> EXERCISE BRIEF
Each line containing the string "ceiling" should be copied out of the entries.

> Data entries
****************************************
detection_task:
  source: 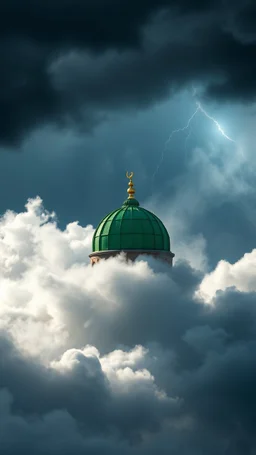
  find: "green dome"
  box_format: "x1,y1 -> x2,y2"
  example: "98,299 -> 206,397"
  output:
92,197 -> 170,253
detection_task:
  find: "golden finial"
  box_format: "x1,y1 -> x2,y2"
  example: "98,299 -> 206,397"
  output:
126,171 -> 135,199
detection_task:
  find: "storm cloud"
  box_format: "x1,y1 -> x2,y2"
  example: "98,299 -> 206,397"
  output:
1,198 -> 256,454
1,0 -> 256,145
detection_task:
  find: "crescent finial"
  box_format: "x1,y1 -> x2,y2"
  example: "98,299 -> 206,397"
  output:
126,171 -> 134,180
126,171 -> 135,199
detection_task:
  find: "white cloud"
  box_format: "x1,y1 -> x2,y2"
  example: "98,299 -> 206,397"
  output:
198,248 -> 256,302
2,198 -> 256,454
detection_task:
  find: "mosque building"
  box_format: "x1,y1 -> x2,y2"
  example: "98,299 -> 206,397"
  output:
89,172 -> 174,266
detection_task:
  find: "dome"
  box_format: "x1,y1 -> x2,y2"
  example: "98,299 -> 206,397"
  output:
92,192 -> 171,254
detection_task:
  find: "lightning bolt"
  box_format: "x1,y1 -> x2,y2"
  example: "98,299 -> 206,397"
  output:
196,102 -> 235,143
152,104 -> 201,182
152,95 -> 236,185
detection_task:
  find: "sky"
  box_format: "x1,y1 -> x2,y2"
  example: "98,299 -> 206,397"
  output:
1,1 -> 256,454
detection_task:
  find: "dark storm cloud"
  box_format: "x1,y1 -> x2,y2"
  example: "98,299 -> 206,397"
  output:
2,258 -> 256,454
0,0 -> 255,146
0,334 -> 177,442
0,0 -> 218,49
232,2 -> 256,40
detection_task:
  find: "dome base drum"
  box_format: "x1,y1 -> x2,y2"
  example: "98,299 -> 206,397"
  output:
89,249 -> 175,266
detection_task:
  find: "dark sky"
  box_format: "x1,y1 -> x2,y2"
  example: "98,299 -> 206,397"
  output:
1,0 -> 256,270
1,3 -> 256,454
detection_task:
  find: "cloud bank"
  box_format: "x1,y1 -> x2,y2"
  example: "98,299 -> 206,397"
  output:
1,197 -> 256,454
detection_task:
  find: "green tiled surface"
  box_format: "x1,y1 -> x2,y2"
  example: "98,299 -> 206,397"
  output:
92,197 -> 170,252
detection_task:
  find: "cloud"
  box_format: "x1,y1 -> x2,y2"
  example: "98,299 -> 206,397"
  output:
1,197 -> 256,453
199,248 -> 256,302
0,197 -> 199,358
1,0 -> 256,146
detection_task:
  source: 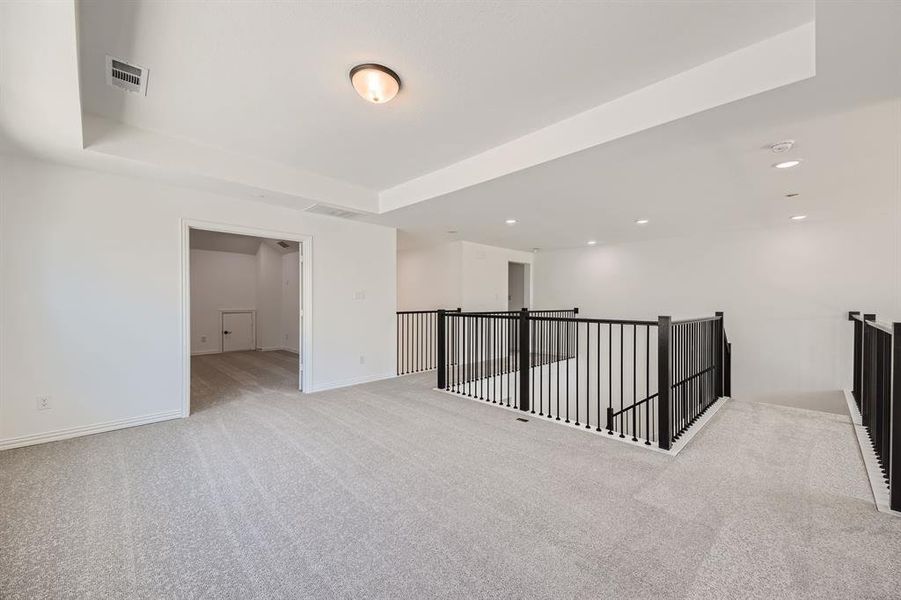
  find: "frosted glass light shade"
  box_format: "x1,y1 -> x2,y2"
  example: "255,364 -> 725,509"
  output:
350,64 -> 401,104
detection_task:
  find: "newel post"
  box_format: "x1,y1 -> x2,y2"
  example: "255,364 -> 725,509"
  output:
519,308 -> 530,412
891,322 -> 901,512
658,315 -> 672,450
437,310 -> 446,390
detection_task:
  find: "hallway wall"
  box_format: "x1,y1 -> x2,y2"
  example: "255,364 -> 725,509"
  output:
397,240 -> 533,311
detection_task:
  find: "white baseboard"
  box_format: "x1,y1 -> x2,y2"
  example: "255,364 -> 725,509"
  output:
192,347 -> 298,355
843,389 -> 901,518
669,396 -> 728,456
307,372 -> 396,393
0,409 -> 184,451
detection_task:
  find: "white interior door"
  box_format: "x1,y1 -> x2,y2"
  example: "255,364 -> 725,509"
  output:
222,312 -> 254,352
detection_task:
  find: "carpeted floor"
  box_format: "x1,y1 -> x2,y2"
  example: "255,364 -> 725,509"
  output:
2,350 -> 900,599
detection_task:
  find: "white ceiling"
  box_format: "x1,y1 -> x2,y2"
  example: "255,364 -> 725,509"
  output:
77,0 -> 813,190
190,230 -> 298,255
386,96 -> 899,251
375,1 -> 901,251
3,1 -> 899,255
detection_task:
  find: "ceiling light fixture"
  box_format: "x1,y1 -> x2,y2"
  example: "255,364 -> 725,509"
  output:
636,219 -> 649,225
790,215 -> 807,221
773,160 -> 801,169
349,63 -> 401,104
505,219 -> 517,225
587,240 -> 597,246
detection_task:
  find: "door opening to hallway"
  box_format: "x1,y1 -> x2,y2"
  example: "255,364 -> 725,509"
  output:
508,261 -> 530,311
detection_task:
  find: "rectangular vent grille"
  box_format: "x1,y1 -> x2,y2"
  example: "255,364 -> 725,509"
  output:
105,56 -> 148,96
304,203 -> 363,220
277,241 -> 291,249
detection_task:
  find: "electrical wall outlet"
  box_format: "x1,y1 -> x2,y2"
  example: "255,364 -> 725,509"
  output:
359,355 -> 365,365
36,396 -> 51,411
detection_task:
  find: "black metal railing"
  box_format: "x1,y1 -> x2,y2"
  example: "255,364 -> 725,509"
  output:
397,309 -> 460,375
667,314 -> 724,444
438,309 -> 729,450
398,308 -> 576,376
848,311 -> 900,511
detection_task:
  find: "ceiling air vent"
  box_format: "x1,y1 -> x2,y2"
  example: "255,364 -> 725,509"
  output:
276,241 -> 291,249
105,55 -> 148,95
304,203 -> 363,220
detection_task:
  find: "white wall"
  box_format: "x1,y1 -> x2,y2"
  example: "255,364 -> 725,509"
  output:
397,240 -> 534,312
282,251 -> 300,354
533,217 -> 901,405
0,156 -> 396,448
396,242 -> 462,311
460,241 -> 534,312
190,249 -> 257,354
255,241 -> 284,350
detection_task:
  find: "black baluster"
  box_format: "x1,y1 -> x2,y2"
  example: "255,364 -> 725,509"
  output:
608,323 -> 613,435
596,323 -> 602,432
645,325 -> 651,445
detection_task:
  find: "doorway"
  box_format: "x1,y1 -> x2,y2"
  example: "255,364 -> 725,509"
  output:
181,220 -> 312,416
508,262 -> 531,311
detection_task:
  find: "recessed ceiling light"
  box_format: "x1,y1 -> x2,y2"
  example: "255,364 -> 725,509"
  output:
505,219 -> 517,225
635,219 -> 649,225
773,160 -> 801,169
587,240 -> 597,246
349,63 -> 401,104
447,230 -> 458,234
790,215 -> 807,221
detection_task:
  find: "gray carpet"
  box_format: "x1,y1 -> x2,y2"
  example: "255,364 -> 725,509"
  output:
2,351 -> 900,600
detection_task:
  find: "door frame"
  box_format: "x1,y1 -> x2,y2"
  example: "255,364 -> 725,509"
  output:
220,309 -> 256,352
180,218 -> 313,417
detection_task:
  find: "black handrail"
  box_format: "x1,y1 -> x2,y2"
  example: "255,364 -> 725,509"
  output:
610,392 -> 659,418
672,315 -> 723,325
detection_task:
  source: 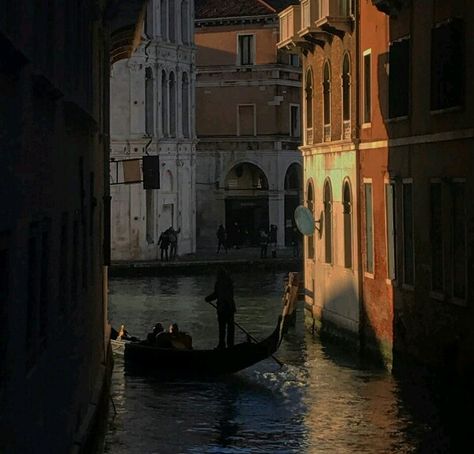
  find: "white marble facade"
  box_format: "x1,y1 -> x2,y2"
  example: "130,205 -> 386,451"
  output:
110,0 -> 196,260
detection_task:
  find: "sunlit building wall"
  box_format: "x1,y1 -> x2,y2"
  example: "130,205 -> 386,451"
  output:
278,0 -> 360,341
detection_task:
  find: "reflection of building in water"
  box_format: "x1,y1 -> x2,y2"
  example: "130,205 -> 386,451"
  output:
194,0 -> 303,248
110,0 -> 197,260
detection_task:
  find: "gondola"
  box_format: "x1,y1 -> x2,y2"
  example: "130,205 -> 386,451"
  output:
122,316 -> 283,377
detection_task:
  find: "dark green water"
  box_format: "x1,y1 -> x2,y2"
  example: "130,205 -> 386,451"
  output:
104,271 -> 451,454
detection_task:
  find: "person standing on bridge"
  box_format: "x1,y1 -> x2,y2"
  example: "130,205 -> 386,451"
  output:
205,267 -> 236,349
****************************************
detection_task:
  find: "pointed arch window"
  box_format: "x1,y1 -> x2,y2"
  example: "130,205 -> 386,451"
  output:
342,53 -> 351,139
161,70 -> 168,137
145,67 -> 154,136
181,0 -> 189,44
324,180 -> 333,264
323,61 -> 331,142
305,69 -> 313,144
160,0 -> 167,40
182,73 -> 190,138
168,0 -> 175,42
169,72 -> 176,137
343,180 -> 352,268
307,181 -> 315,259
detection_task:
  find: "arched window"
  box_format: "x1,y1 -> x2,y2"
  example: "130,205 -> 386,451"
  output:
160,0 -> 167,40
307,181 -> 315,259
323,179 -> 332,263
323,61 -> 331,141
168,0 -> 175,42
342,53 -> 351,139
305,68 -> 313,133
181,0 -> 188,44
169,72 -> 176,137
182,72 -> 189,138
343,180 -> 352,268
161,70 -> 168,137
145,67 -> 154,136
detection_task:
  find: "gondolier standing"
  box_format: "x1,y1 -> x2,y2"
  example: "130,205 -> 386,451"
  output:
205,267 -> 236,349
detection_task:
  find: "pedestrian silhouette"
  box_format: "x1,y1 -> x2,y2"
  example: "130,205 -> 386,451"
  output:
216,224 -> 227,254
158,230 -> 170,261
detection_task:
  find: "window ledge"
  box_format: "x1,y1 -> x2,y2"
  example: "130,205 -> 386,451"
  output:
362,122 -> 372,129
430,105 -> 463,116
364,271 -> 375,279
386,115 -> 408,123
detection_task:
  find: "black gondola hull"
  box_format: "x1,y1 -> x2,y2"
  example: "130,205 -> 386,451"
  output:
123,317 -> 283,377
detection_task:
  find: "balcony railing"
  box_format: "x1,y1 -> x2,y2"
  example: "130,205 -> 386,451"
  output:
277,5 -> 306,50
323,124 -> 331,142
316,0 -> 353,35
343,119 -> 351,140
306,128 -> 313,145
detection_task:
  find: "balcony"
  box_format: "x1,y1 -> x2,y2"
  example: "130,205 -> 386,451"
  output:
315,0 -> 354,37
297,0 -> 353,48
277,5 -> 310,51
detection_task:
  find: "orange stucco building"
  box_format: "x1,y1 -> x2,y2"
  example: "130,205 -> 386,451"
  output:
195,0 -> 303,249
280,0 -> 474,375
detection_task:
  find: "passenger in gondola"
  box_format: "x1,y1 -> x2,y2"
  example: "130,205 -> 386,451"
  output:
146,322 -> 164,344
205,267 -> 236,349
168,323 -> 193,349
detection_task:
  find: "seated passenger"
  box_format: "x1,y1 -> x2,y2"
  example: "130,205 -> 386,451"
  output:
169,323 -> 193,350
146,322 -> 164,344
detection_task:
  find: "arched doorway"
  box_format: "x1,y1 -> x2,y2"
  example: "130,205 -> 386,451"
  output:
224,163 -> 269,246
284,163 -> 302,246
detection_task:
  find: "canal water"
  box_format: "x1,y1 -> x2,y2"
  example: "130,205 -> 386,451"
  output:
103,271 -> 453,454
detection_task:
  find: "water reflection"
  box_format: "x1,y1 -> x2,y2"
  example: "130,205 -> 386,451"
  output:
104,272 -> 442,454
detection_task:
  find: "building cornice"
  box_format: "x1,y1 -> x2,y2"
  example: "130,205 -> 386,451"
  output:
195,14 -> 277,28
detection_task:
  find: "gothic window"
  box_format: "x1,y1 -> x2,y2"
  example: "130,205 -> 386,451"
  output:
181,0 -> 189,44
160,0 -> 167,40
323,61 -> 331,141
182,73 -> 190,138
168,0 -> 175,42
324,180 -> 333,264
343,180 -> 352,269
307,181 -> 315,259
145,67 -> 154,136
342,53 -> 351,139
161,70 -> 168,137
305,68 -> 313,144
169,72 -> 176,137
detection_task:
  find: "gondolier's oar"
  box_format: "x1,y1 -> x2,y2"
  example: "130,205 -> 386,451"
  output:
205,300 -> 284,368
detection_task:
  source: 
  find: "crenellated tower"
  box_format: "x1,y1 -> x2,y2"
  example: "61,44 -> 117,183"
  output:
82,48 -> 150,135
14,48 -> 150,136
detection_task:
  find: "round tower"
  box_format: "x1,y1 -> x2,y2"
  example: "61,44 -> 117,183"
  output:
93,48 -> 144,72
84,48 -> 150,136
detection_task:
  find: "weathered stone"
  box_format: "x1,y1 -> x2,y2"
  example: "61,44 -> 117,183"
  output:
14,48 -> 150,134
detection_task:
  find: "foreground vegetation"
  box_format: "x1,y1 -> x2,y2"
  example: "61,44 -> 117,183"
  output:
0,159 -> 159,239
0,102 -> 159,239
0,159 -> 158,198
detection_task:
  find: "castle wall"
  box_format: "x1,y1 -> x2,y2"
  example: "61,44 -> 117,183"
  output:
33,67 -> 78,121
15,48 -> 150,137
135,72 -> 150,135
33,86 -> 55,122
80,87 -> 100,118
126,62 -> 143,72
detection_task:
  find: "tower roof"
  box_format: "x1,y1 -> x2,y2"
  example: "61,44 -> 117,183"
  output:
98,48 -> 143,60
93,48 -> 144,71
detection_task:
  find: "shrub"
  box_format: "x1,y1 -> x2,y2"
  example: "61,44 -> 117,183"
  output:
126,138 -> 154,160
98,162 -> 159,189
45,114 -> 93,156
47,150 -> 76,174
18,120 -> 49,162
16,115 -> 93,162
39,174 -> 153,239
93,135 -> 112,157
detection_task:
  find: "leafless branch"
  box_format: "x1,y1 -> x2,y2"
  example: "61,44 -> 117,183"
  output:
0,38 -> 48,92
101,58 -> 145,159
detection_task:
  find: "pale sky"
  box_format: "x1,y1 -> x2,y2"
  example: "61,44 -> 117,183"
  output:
****************************************
> RESPONSE BELOW
  find: "white ceiling"
  find: "ceiling light fixture"
  find: "ceiling air vent"
  find: "recessed ceiling light"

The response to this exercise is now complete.